**Directive:**
Return, exactly, the line that contains "If you could drop a marker on the flag pole, one" together with all lines after it to the end of the entries, and no further lines.

**Dataset excerpts on object pointing:**
★ ★ ★

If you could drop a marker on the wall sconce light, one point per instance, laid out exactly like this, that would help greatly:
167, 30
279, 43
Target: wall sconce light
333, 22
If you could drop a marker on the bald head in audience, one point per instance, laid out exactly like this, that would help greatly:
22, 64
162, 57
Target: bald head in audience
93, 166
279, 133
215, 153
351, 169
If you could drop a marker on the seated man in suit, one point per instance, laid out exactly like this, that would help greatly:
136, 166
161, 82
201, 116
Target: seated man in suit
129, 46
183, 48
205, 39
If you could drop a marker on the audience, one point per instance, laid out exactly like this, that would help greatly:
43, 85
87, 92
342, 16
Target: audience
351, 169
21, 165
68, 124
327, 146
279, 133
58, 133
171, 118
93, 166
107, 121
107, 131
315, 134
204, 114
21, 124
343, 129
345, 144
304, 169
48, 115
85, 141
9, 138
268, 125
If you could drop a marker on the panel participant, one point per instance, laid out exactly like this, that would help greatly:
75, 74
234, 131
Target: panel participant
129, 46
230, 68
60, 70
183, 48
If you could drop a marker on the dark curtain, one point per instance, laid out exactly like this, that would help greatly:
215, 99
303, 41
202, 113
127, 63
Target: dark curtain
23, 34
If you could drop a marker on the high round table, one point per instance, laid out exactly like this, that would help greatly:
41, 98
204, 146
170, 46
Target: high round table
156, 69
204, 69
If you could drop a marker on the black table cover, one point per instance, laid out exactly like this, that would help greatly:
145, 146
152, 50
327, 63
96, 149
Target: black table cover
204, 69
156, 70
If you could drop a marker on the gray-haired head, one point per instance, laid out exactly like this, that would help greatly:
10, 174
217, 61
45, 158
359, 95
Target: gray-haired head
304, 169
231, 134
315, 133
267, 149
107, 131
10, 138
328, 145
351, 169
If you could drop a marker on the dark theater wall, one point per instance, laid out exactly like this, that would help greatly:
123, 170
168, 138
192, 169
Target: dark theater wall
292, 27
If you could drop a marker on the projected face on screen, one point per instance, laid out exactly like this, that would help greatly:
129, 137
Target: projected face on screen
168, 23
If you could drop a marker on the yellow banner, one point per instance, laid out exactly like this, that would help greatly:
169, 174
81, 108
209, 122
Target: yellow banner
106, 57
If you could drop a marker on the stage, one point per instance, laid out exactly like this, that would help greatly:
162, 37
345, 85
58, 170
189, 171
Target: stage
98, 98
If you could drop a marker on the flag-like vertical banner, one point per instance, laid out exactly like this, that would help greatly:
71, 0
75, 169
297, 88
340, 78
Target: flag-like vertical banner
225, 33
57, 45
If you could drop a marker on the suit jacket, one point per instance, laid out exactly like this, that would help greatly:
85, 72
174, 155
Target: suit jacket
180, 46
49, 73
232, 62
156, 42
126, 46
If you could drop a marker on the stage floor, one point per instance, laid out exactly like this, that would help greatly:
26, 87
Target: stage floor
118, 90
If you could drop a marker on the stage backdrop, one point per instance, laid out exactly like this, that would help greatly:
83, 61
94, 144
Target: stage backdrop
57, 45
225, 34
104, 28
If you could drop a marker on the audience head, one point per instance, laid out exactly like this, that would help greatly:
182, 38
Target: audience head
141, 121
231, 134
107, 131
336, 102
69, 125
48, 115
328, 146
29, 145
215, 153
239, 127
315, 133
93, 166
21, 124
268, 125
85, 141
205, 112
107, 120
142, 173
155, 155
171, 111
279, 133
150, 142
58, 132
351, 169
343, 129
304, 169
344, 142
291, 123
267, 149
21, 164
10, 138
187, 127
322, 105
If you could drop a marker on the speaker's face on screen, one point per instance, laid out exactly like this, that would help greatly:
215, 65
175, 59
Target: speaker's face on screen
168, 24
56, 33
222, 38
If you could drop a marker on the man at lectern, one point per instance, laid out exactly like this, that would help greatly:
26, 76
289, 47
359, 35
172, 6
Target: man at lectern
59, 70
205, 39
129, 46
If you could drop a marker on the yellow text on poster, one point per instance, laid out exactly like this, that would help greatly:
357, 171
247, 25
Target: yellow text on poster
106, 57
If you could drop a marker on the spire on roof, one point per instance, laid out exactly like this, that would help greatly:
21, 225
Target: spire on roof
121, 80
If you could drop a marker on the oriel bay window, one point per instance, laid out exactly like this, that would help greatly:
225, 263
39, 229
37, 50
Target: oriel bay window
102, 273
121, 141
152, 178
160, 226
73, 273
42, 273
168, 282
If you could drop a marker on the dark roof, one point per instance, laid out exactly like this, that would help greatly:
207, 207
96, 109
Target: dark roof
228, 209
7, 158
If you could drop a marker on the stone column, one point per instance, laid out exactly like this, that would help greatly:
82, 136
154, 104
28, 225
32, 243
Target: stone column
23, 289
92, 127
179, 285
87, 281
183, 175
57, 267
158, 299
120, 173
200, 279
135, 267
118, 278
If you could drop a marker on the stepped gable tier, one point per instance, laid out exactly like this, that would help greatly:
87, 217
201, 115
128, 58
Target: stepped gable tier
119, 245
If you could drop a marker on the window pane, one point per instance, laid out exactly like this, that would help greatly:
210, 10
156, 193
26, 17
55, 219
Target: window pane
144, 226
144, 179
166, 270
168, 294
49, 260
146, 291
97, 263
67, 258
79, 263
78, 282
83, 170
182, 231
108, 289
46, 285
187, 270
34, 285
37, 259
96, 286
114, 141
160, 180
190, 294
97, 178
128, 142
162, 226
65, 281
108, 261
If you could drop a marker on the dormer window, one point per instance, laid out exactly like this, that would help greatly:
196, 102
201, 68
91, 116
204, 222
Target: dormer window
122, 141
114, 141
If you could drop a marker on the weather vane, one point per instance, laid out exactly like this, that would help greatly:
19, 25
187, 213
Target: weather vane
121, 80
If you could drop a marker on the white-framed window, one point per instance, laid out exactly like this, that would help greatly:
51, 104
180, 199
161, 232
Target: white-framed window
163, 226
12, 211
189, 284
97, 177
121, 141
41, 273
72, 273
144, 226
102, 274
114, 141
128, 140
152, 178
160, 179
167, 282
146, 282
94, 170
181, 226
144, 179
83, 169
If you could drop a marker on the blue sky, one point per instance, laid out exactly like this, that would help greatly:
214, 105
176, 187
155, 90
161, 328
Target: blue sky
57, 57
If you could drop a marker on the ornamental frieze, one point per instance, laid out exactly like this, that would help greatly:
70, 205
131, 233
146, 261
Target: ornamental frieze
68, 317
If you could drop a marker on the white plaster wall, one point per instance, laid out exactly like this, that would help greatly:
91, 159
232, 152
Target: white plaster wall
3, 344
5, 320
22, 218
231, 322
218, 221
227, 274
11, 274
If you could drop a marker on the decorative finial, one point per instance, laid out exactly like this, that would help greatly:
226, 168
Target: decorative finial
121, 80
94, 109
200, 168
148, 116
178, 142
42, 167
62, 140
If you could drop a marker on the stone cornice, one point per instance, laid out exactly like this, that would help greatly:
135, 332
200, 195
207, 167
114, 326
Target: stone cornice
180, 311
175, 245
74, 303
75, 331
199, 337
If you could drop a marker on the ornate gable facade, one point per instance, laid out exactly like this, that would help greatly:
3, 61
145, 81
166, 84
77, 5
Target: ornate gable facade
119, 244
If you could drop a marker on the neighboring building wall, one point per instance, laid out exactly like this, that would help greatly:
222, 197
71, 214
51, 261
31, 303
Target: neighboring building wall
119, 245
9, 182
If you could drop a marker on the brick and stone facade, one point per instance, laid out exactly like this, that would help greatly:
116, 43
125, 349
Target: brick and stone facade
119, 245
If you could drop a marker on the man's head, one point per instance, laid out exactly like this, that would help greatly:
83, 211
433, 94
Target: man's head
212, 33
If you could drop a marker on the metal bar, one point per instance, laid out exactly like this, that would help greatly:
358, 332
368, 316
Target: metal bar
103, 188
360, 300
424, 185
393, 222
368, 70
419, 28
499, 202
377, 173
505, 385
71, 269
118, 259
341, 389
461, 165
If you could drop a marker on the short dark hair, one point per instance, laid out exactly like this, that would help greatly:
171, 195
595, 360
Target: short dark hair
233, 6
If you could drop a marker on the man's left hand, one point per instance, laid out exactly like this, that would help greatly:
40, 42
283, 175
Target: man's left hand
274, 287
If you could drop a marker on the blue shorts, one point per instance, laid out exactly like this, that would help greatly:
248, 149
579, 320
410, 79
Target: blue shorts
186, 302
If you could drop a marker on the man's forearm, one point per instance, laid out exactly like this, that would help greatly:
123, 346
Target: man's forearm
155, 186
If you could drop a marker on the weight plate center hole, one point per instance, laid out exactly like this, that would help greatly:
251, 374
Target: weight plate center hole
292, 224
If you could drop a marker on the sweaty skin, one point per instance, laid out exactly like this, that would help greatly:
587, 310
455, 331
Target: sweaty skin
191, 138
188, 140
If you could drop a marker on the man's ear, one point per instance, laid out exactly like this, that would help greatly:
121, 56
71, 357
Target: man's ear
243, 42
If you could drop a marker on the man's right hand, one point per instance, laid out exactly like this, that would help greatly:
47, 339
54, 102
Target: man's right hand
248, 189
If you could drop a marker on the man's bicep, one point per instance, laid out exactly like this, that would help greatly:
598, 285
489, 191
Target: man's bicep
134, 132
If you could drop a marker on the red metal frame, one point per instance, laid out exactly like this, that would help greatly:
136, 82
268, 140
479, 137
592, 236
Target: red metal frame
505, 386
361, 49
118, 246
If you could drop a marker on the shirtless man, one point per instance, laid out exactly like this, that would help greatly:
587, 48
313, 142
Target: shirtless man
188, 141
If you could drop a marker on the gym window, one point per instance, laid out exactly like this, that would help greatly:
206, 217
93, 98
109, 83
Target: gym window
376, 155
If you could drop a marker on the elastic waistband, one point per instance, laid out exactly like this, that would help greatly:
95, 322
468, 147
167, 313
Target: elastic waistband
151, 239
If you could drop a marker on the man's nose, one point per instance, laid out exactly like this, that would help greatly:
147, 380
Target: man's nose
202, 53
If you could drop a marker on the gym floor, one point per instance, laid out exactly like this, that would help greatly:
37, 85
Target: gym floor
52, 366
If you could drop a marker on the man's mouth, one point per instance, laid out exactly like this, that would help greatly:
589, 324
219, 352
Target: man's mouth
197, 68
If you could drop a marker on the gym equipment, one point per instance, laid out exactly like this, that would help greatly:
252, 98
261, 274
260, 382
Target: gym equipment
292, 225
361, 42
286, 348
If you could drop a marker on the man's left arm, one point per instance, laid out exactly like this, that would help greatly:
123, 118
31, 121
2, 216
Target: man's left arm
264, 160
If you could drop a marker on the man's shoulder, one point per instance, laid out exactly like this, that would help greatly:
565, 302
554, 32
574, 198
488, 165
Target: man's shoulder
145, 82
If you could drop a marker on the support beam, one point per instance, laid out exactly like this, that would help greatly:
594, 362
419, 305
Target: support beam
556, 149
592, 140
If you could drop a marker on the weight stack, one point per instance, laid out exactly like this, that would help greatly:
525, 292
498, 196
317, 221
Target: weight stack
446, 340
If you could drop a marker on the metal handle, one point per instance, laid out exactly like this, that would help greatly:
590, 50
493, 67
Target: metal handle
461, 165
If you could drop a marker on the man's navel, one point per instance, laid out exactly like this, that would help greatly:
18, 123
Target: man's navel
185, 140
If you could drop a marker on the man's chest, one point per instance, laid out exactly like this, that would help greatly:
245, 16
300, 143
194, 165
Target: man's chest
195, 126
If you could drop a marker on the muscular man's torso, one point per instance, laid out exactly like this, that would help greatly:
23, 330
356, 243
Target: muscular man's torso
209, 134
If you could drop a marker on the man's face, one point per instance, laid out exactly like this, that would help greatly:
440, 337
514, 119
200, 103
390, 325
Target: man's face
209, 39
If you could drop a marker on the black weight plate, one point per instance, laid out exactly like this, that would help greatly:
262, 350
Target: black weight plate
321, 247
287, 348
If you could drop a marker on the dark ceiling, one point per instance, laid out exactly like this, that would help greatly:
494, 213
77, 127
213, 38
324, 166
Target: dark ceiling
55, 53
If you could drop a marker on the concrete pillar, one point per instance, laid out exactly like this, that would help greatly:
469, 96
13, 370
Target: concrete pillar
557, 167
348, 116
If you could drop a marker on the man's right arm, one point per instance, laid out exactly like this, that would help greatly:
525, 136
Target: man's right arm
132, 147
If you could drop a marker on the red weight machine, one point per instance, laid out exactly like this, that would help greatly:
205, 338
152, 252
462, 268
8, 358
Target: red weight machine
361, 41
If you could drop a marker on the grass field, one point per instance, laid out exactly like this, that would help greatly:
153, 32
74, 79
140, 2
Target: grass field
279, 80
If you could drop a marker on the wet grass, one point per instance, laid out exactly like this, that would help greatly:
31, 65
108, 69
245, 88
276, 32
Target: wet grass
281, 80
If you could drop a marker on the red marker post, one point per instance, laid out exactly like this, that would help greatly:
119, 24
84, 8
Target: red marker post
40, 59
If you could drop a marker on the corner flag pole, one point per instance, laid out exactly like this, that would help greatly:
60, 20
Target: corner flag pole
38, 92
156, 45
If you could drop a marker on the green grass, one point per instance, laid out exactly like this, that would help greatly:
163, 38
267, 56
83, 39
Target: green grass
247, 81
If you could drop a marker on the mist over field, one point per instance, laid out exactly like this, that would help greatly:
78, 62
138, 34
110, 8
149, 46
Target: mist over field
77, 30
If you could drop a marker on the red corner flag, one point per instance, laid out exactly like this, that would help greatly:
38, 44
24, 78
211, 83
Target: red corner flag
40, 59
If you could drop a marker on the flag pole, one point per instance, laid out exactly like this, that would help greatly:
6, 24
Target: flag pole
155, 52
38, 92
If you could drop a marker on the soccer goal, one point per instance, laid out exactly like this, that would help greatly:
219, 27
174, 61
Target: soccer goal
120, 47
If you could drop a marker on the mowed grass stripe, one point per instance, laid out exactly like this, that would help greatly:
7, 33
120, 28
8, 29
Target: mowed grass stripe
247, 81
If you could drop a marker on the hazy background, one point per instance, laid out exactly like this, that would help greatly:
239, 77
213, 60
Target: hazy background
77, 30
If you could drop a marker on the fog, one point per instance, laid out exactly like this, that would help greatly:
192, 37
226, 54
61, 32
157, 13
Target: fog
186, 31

★ ★ ★

**Full response:**
If you could drop a marker on the flag pole, one point per instance, laid out exactly like this, that would help greatly:
6, 24
Target: flag pole
155, 52
38, 92
If you could drop a marker on the soccer goal, one point per instance, laid out exactly like this, that would help greatly:
219, 27
174, 61
Target: soccer goal
120, 47
If you could drop a marker on the mowed grass stripe, one point per instance, laid out exactly like this, that would help greatly:
7, 33
120, 28
8, 29
Target: mowed grass stripe
247, 81
If you could drop a marker on the hazy background, one point per instance, laid out exactly like this, that would help greatly:
239, 77
213, 60
Target: hazy background
77, 30
If you could drop a marker on the fog, one point per instance, laid out exactly like this, that would help greatly:
192, 37
226, 54
61, 32
157, 13
Target: fog
186, 31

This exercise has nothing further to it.